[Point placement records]
* begin *

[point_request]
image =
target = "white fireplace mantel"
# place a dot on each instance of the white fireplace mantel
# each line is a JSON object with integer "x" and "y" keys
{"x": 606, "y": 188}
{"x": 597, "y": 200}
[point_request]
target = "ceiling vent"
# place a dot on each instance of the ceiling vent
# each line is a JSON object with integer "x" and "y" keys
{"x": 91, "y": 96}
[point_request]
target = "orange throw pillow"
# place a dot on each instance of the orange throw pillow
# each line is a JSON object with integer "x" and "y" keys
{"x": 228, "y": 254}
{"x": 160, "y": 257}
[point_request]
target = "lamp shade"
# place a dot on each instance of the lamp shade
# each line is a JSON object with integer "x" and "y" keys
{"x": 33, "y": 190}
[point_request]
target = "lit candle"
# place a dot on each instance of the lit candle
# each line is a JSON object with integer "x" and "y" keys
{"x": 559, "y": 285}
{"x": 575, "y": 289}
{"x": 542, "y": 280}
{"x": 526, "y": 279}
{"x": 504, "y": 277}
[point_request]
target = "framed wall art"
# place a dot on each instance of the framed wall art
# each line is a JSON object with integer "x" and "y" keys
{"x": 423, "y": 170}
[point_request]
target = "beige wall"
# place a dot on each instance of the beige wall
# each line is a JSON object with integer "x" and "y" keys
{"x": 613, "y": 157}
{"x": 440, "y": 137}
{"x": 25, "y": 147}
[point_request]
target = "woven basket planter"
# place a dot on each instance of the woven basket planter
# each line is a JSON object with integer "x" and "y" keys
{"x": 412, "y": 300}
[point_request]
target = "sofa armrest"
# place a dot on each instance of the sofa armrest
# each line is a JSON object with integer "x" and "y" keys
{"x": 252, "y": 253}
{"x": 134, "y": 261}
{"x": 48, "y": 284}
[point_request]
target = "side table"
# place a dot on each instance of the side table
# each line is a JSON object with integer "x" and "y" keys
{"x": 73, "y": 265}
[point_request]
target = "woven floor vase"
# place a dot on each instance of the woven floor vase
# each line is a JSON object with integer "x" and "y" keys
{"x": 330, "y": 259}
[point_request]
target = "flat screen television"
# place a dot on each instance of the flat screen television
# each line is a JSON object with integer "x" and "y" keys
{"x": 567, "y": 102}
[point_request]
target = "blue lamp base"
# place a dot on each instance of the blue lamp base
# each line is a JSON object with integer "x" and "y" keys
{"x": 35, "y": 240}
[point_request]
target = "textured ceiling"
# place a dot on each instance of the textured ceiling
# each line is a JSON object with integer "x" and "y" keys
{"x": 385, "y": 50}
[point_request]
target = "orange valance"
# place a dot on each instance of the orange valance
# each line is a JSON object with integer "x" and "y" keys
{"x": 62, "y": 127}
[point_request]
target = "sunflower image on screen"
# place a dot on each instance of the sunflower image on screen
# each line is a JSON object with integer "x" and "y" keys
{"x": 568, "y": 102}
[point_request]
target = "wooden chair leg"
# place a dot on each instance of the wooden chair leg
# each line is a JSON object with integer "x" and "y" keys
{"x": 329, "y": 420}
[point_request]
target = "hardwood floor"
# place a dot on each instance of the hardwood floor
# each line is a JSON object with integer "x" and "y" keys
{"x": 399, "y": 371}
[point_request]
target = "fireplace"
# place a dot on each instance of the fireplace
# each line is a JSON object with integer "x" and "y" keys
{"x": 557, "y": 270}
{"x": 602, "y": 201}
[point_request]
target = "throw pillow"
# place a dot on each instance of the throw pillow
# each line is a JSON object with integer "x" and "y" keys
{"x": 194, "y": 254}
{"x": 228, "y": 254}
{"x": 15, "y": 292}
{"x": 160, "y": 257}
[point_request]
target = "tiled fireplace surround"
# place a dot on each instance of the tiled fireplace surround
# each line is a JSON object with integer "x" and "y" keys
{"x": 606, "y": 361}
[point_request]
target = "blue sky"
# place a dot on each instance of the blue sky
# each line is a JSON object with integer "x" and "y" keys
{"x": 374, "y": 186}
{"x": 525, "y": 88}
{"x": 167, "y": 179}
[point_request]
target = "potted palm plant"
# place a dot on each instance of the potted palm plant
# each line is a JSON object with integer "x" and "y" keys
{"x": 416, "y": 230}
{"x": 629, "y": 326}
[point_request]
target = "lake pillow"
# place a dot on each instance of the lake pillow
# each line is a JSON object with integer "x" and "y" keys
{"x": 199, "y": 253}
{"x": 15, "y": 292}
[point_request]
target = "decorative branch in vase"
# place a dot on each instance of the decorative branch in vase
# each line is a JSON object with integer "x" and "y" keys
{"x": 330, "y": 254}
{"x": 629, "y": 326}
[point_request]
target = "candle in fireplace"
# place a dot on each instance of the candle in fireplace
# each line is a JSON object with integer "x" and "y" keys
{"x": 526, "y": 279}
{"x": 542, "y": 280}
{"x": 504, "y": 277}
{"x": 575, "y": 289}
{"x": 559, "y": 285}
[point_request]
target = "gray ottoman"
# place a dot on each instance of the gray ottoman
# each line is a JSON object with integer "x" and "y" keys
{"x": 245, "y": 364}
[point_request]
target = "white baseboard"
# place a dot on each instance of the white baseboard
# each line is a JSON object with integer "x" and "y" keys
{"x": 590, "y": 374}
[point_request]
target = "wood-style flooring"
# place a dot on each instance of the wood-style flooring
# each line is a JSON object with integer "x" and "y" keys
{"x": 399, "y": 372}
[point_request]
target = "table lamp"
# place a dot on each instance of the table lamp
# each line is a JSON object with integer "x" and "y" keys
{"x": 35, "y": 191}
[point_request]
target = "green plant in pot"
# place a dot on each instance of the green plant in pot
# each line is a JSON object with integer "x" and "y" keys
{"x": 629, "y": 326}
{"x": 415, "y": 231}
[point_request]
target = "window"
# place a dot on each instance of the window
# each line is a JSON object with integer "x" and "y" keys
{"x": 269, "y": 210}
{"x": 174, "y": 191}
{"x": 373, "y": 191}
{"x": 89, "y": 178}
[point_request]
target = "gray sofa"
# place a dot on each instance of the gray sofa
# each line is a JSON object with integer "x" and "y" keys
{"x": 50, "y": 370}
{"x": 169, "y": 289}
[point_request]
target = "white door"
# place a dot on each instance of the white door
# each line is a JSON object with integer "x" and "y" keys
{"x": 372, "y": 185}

* end *

* [WRITTEN PROBLEM] Repeat every line of the material exactly as given.

* [THE COMPLETED TASK]
[point_request]
image =
target = "white fireplace mantel"
# place a dot on each instance of the white fireplace mantel
# each line is a JSON object with integer "x" and "y" keys
{"x": 606, "y": 188}
{"x": 597, "y": 200}
[point_request]
target = "ceiling vent"
# place a dot on each instance of the ceiling vent
# each line is a JSON object with integer "x" and "y" keys
{"x": 91, "y": 96}
[point_request]
target = "orange throw pillow"
# place a dot on each instance of the orange throw pillow
# each line is a JSON object with integer "x" and "y" keys
{"x": 228, "y": 254}
{"x": 160, "y": 257}
[point_request]
target = "lamp shade"
# place a dot on each instance of the lamp shade
# each line is a JSON object with integer "x" and "y" keys
{"x": 33, "y": 190}
[point_request]
target = "lit candle"
# place a dot on each instance of the lit candle
# each line is a JSON object with integer "x" and "y" keys
{"x": 559, "y": 285}
{"x": 575, "y": 289}
{"x": 542, "y": 280}
{"x": 526, "y": 279}
{"x": 504, "y": 277}
[point_request]
target = "framed wall art"
# place a dot on each instance of the framed wall art
# each line is a JSON object with integer "x" and "y" keys
{"x": 423, "y": 170}
[point_request]
target = "beige wall"
# place a dot on each instance of the beige wall
# each line is a JSON object with integer "x" and "y" keys
{"x": 613, "y": 157}
{"x": 440, "y": 137}
{"x": 25, "y": 147}
[point_request]
target = "woven basket planter"
# place a dot on each instance of the woven basket planter
# each line is a JSON object with integer "x" and "y" keys
{"x": 412, "y": 300}
[point_request]
target = "sofa armrest"
# place a dot on each instance of the sofa armrest
# each line is a JSON object with integer "x" and "y" keys
{"x": 252, "y": 253}
{"x": 134, "y": 261}
{"x": 48, "y": 284}
[point_request]
target = "side table"
# place a dot on each instance of the side table
# each line is a JSON object with integer "x" and "y" keys
{"x": 73, "y": 265}
[point_request]
target = "woven floor vase"
# place a dot on each instance of the woven floor vase
# each line is a JSON object with integer "x" and "y" keys
{"x": 330, "y": 259}
[point_request]
target = "flat screen television"
# place a dot on each instance of the flat screen television
# each line is a JSON object with integer "x" and "y" keys
{"x": 567, "y": 102}
[point_request]
target = "blue lamp base"
# place a dot on each instance of the blue lamp base
# each line is a JSON object with integer "x" and "y" keys
{"x": 35, "y": 240}
[point_request]
target = "textured ceiling"
# place a dot on each instance of the textured ceiling
# each line is a JSON object with integer "x" and "y" keys
{"x": 385, "y": 50}
[point_request]
target = "orange valance"
# place a dot on each instance of the orange valance
# each line is a JSON object with integer "x" and "y" keys
{"x": 62, "y": 127}
[point_request]
target = "sunflower image on screen"
# place a dot on each instance of the sunflower image on screen
# each line is a JSON object with integer "x" and "y" keys
{"x": 568, "y": 102}
[point_request]
target = "wooden chair leg"
# place a dot on each instance of the wooden chair leg
# each line is a JSON object with integer "x" and "y" keys
{"x": 329, "y": 420}
[point_request]
target = "hardwood floor"
# place a dot on each instance of the hardwood floor
# each line is a JSON object with integer "x" and "y" keys
{"x": 399, "y": 371}
[point_request]
target = "fireplace"
# place a dot on each instance of the fireplace
# each line is a JSON object with integer "x" and "y" keys
{"x": 557, "y": 270}
{"x": 602, "y": 201}
[point_request]
target = "throw pillow"
# place a dot on each instance of the throw pillow
# each line is a JSON object with integer "x" and "y" keys
{"x": 194, "y": 254}
{"x": 228, "y": 254}
{"x": 15, "y": 292}
{"x": 160, "y": 257}
[point_request]
target = "tiled fireplace surround"
# place a dot on each instance of the tiled fireplace surround
# each line is a JSON object with integer "x" and "y" keys
{"x": 606, "y": 361}
[point_request]
target = "blue sky"
# place a dot on each instance of the blue sky
# each line is a JSON object with integer "x" and "y" keys
{"x": 374, "y": 186}
{"x": 525, "y": 88}
{"x": 167, "y": 179}
[point_request]
target = "potted palm plant"
# place a dot on each instance of the potted palm plant
# each line is a JSON object with integer "x" and "y" keys
{"x": 416, "y": 230}
{"x": 629, "y": 326}
[point_request]
target = "lake pillow"
# place a dot on each instance of the lake pillow
# each line is a JSON object with integer "x" and "y" keys
{"x": 199, "y": 253}
{"x": 15, "y": 292}
[point_request]
target = "decorative branch in vase"
# place a dot on each instance of the decorative branch in vase
# each line is a JSON object with integer "x" and "y" keys
{"x": 330, "y": 254}
{"x": 629, "y": 326}
[point_request]
target = "candle in fireplace"
# place a dot on each instance of the candle in fireplace
# each line is a JSON object with integer "x" and "y" keys
{"x": 526, "y": 279}
{"x": 542, "y": 280}
{"x": 504, "y": 277}
{"x": 575, "y": 289}
{"x": 559, "y": 285}
[point_request]
target = "gray ottoman"
# place a dot on each instance of the gray ottoman
# each line is a JSON object with integer "x" and "y" keys
{"x": 245, "y": 364}
[point_request]
target = "white baseboard"
# place a dot on each instance of the white baseboard
# each line is a JSON object with integer "x" and "y" keys
{"x": 590, "y": 374}
[point_request]
target = "wood-style flooring"
# place a dot on each instance of the wood-style flooring
# each line is a JSON object with integer "x" and "y" keys
{"x": 399, "y": 372}
[point_request]
target = "table lamp"
# place a dot on each instance of the table lamp
# each line is a JSON object with integer "x" and "y" keys
{"x": 35, "y": 191}
[point_request]
target = "green plant in pot"
# place a dot on each instance of the green plant in pot
# each line is a JSON object with integer "x" and "y" keys
{"x": 629, "y": 326}
{"x": 415, "y": 231}
[point_request]
target = "window"
# place a dot on each instance of the window
# each line is a JSON object with integer "x" and "y" keys
{"x": 269, "y": 210}
{"x": 174, "y": 191}
{"x": 373, "y": 191}
{"x": 89, "y": 178}
[point_request]
target = "gray sofa"
# place a dot on each instance of the gray sofa
# each line is a JSON object with integer "x" and "y" keys
{"x": 50, "y": 370}
{"x": 169, "y": 289}
[point_request]
target = "white door"
# place a dot on each instance of the white door
# each line is a JSON object with integer "x" and "y" keys
{"x": 372, "y": 185}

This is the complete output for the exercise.